# Problem description
All of the records below need to be copied exactly.

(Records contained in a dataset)
_ _ _ _ _
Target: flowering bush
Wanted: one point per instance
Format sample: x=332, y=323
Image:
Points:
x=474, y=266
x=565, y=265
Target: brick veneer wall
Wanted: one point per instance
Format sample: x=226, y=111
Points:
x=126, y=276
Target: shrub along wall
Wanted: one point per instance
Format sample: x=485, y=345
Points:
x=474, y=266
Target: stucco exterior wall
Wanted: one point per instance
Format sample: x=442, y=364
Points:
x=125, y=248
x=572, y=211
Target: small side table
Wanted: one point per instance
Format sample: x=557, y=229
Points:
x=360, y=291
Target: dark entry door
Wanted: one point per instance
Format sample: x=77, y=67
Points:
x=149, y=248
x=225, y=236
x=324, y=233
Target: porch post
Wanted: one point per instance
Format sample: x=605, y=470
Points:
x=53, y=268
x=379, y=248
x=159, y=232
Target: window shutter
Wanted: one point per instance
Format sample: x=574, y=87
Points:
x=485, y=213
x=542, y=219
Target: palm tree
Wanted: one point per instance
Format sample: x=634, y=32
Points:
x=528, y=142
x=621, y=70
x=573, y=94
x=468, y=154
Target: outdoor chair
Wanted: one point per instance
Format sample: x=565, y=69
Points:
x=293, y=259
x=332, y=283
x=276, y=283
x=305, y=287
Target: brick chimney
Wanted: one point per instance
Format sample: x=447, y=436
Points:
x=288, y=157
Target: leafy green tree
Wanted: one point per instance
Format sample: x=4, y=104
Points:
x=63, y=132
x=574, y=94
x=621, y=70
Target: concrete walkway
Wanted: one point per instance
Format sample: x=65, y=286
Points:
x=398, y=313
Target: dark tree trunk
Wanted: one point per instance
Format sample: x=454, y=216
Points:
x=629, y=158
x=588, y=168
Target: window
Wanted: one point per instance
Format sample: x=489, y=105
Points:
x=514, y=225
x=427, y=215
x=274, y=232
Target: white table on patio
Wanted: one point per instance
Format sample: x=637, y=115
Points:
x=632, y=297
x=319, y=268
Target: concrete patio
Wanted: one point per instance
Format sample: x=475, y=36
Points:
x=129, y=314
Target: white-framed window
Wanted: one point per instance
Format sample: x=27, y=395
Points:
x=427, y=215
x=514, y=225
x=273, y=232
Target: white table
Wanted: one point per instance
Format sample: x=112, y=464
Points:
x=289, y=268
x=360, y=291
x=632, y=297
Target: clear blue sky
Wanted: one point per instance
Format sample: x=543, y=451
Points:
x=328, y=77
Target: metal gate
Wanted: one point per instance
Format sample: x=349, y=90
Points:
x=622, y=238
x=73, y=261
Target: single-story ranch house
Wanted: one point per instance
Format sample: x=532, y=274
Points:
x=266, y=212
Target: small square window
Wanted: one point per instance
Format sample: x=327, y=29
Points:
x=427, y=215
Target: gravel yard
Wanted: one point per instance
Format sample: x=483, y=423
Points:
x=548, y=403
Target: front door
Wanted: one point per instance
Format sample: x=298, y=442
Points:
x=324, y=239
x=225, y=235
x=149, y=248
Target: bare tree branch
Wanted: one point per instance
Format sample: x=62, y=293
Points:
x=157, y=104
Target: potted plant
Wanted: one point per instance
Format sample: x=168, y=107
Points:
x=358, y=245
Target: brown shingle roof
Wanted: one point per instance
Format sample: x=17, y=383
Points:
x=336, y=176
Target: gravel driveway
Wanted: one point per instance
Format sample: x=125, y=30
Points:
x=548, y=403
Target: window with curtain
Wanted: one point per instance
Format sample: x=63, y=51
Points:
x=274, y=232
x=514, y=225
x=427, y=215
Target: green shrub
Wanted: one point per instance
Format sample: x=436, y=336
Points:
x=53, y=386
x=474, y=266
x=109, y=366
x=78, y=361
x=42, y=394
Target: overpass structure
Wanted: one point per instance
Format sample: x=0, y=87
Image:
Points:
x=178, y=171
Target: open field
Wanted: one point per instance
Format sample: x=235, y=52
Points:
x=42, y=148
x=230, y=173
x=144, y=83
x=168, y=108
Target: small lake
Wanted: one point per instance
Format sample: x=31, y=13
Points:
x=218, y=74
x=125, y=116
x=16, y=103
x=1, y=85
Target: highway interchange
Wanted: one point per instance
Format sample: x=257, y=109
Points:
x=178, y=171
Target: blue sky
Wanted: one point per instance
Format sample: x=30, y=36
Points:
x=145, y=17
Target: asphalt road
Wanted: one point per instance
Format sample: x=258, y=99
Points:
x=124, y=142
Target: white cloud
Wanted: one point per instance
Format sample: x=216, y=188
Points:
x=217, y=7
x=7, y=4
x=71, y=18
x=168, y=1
_ _ _ _ _
# Solution to the problem
Target: flowering bush
Wanted: one point per instance
Format sample: x=332, y=323
Image:
Points:
x=474, y=266
x=565, y=265
Target: brick veneer wall
Wanted: one point per instance
Format sample: x=226, y=111
Points:
x=126, y=276
Target: shrub along wall
Wanted: one point per instance
Format sample: x=485, y=345
Points:
x=474, y=266
Target: stucco exterior wall
Wanted: one point per instance
Format sample: x=442, y=364
Points:
x=125, y=248
x=572, y=211
Target: small side table
Wanted: one point per instance
Format sample: x=557, y=229
Points:
x=360, y=291
Target: dark entry door
Wanted: one point per instance
Format sample: x=77, y=67
Points:
x=149, y=248
x=225, y=236
x=324, y=233
Target: porch post
Wanted: one point per instance
Format sample: x=605, y=470
Points:
x=53, y=268
x=379, y=248
x=159, y=232
Target: window shutter
Wanted: one point per instance
Format sample: x=574, y=87
Points:
x=485, y=213
x=542, y=219
Target: palm tree
Wanted: one point per instance
Format sample: x=634, y=32
Points:
x=528, y=142
x=621, y=70
x=573, y=94
x=468, y=154
Target: outdoor chair
Wanted: one point per instance
Format sample: x=565, y=69
Points:
x=293, y=259
x=332, y=283
x=276, y=283
x=305, y=287
Target: brick chimney
Wanted: one point per instance
Format sample: x=447, y=436
Points:
x=288, y=157
Target: leafy green tree
Wanted: one point per instance
Format sample: x=4, y=104
Points:
x=63, y=132
x=574, y=94
x=621, y=70
Target: concrete walkway
Wanted: one point per instance
Format sample: x=65, y=286
Points:
x=398, y=313
Target: dark tree trunk
Wanted: one point per instance
Format sample: x=454, y=216
Points:
x=629, y=158
x=588, y=168
Target: window
Wanted: one point per instance
Format sample: x=489, y=105
Points:
x=514, y=225
x=427, y=215
x=274, y=232
Target: white table on patio
Wanted: one point per instance
Format sample: x=637, y=115
Points:
x=632, y=297
x=319, y=268
Target: concrete patio
Wanted: one point per instance
Format sample: x=475, y=36
Points:
x=129, y=314
Target: white-framed window
Wanted: one point per instance
Format sample: x=27, y=395
Points:
x=427, y=215
x=514, y=225
x=273, y=232
Target: white table
Wanted: one point per instance
Format sample: x=112, y=464
Points:
x=289, y=268
x=360, y=291
x=632, y=297
Target: clear blue sky
Wanted: one point per instance
Format sample: x=543, y=451
Points:
x=328, y=77
Target: metal gate
Wanted: one point per instance
Format sample: x=349, y=90
Points:
x=622, y=238
x=73, y=261
Target: single-story ranch house
Wanted: one point per instance
Format sample: x=532, y=274
Points:
x=266, y=212
Target: small square window
Wanted: one point per instance
Format sample: x=327, y=29
Points:
x=427, y=215
Target: gravel yard
Wanted: one point per instance
Format sample: x=483, y=423
Points:
x=548, y=403
Target: front door
Wanted: one point per instance
Format sample: x=298, y=442
Points:
x=324, y=239
x=225, y=235
x=149, y=248
Target: bare tree branch
Wanted: one point per instance
Format sample: x=62, y=293
Points:
x=157, y=104
Target: potted plant
Wanted: one point per instance
Format sample: x=168, y=107
Points:
x=358, y=245
Target: brown shingle roof
Wanted: one point per instance
Format sample: x=17, y=383
Points:
x=336, y=176
Target: gravel driveway
Wanted: one point per instance
Format sample: x=125, y=30
Points:
x=548, y=403
Target: window with curtain
Wanted: one point per instance
Format sample: x=63, y=51
Points:
x=274, y=232
x=514, y=225
x=427, y=215
Target: green shrub
Wanted: one point per instance
Format sample: x=436, y=336
Points:
x=53, y=386
x=474, y=266
x=109, y=366
x=78, y=361
x=42, y=394
Target: overpass structure
Wanted: one point per instance
Format sample: x=0, y=87
Image:
Points:
x=178, y=171
Target: open field
Wanted: one point per instance
Format sample: x=235, y=52
Points:
x=42, y=148
x=230, y=173
x=144, y=83
x=168, y=108
Target: small lake
Wanted: one point per instance
Format sample: x=31, y=13
Points:
x=218, y=74
x=125, y=116
x=16, y=103
x=1, y=85
Target: highway interchange
Wanted: one point per instance
Format sample: x=257, y=109
Points:
x=178, y=171
Target: blue sky
Wanted: one point per instance
Format sample: x=30, y=36
Points:
x=145, y=17
Target: asphalt road
Wanted: one point per instance
Format sample: x=258, y=99
Points:
x=124, y=142
Target: white cloud
Wanted: one point per instance
Format sample: x=216, y=188
Points:
x=217, y=7
x=7, y=4
x=71, y=18
x=168, y=1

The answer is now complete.